◆ 読解文
☆ アダム・スミスのリアリティ ☆


 贈収賄、談合、不正経理、時代が変わっても、人間が遣ることはあまり変わらない。仏陀、イエス、ムハンマドのような偉大な世界宗教の開祖たちが、利己心を捨てることを勧め、富に固執することを厳しく戒めたにも拘わらず、人は相変わらず貪欲で身勝手だ。

 アダム・スミスはアメリカ独立宣言と同じ1776年に著した「国富論」で、規制や独占を重視する重商主義を厳しく批判して、自由主義経済こそが人々を豊かにすると主張し、現代経済学の礎を築いた。スミスは、個人が自由に自分の利益を求めて行動することで、「見えざる手」(インビジブル・ハンド)に導かれて、社会の富を増進すると考える。

 だが、アダム・スミスはけっして人間と社会に対して楽観的な見通しを持っていたわけではない。

 「見えざる手」を語る箇所で、スミスは「公共の幸福のために商売しているふりをする人々が幸福を大いに増進させたなどという話しを聞いたことはない」と述べている。スミスには、人間とは本質的に利己的な存在であり、それを完全に克服することは不可能だというシビアな認識がある。「だからこそ自由にするべきだ」とスミスは主張する。規制や独占があると、独占している者、規制を課す者、規制を課す者と懇意で便宜を図ってもらえる者は、既得権益に胡座をかいて、自分の利益だけを追求して社会全体のニーズを軽視し、しかも蓄積に不可欠な節倹の精神を失い、社会の発展を阻害する。さらに罰せられる危険が少ないので容易に非人道的な行為を犯す。

◆ データセットの行

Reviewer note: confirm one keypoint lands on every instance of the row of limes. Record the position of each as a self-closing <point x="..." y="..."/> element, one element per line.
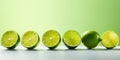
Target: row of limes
<point x="52" y="38"/>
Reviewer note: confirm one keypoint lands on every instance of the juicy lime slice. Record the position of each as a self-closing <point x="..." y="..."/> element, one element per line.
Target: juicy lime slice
<point x="71" y="39"/>
<point x="30" y="39"/>
<point x="51" y="39"/>
<point x="91" y="39"/>
<point x="10" y="39"/>
<point x="109" y="39"/>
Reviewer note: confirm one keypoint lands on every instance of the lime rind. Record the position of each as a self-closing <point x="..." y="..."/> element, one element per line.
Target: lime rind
<point x="109" y="39"/>
<point x="30" y="39"/>
<point x="10" y="39"/>
<point x="51" y="39"/>
<point x="89" y="40"/>
<point x="71" y="39"/>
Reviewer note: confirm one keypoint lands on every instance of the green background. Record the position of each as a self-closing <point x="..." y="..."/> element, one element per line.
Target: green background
<point x="61" y="15"/>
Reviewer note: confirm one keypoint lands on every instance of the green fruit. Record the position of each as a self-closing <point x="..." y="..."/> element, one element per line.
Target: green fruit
<point x="109" y="39"/>
<point x="71" y="39"/>
<point x="10" y="39"/>
<point x="51" y="39"/>
<point x="91" y="39"/>
<point x="30" y="39"/>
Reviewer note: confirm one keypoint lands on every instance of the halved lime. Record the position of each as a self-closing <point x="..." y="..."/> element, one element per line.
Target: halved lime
<point x="51" y="39"/>
<point x="71" y="39"/>
<point x="91" y="39"/>
<point x="30" y="39"/>
<point x="109" y="39"/>
<point x="10" y="39"/>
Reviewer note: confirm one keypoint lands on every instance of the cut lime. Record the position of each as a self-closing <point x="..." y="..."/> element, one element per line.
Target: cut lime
<point x="91" y="39"/>
<point x="10" y="39"/>
<point x="71" y="39"/>
<point x="51" y="39"/>
<point x="109" y="39"/>
<point x="30" y="39"/>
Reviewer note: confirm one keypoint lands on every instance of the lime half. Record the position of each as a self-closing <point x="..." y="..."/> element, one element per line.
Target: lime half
<point x="51" y="39"/>
<point x="10" y="39"/>
<point x="109" y="39"/>
<point x="71" y="39"/>
<point x="91" y="39"/>
<point x="30" y="39"/>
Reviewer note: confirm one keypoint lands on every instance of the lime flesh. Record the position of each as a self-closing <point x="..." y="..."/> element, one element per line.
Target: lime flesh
<point x="30" y="39"/>
<point x="10" y="39"/>
<point x="71" y="39"/>
<point x="109" y="39"/>
<point x="51" y="39"/>
<point x="91" y="39"/>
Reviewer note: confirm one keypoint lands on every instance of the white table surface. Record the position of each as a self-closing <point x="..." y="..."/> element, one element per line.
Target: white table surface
<point x="60" y="53"/>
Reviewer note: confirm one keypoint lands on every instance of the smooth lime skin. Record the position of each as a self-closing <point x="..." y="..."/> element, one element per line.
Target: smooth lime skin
<point x="109" y="39"/>
<point x="91" y="39"/>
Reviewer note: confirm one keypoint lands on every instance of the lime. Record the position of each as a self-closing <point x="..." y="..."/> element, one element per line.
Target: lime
<point x="51" y="39"/>
<point x="30" y="39"/>
<point x="71" y="39"/>
<point x="109" y="39"/>
<point x="91" y="39"/>
<point x="10" y="39"/>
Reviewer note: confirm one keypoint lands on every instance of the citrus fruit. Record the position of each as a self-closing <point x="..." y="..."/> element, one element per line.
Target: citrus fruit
<point x="10" y="39"/>
<point x="30" y="39"/>
<point x="91" y="39"/>
<point x="109" y="39"/>
<point x="51" y="39"/>
<point x="71" y="39"/>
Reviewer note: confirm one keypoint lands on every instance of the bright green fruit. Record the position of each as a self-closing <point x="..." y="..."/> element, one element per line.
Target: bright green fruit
<point x="30" y="39"/>
<point x="51" y="39"/>
<point x="71" y="39"/>
<point x="10" y="39"/>
<point x="91" y="39"/>
<point x="109" y="39"/>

◆ 課題 1
アダム・スミスに関する文章に照らして、次の(a)〜(c)が文章と一致するかをそれぞれ「はい」か「いいえ」で答え、判断の根拠となる文章中の語句をそのまま引用せよ。(a) スミスは「国富論」をアメリカ独立宣言と同じ年に著した。(b) スミスは人間と社会に対して楽観的な見通しを持っていた。(c) スミスは重商主義を支持した。
◆ 課題 2
アダム・スミスに関する文章のうち、「贈収賄、談合、不正経理、時代」から「社会の富を増進すると考える。」までの部分を、両端の語句も含めて一字一句そのまま書き写せ。
◆ 課題 3
アダム・スミスに関する文章の続きを、最後の文の後から引き継いで書き進めよ。
これらの行は、アダム・スミスに関する文章とは関係がありません。

◆ 回答 1
(a) はい。「アメリカ独立宣言と同じ1776年に著した「国富論」」
(b) いいえ。「アダム・スミスはけっして人間と社会に対して楽観的な見通しを持っていたわけではない」
(c) いいえ。「規制や独占を重視する重商主義を厳しく批判して」

◆ 回答 2
贈収賄、談合、不正経理、時代が変わっても、人間が遣ることはあまり変わらない。仏陀、イエス、ムハンマドのような偉大な世界宗教の開祖たちが、利己心を捨てることを勧め、富に固執することを厳しく戒めたにも拘わらず、人は相変わらず貪欲で身勝手だ。

 アダム・スミスはアメリカ独立宣言と同じ1776年に著した「国富論」で、規制や独占を重視する重商主義を厳しく批判して、自由主義経済こそが人々を豊かにすると主張し、現代経済学の礎を築いた。スミスは、個人が自由に自分の利益を求めて行動することで、「見えざる手」(インビジブル・ハンド)に導かれて、社会の富を増進すると考える。

◆ 回答 3
 一方自由に競争できる社会では、人々は利益を得ようとすると、他人に配慮しなくてはならない。詐欺や暴力で一時的な利益を得ても、必ず後でしっぺ返しを喰らうから、安定的に利益を得るためには良心的に振る舞う必要がある。だから、自由主義経済の方が規制や独占に頼る重商主義経済よりも遙かに豊かで公平な社会が生まれるとアダム・スミスは説く。だが、同時に完全な自由は難しいこともスミスは認識している。アダム・スミスの現代性は明らかだろう。

 もちろん、現実には、自由競争と言っても、人々は同じスタートラインに立てるわけではない。豊かな者や権力を有する者がいて、その一方ではそういうものとは無縁な多数の人々がいる。そこでは公平な競争は事実上不可能だ。また競争に敗れた者が脱落していくことで独占が復活することも珍しいことではなく、スミスの時代から現在に至るまで、完全な自由競争が存在した例しはない。競争に敗れた者が見捨てられたままになる危険性もある。

 また、マルクスの後継者ならば、人が私利私欲に走るのは私的所有制度が存在するからで、共産主義が実現すれば人々は社会のために働くようになる、スミスの人間観はブルジョアイデオロギーに過ぎないと言うかもしれない。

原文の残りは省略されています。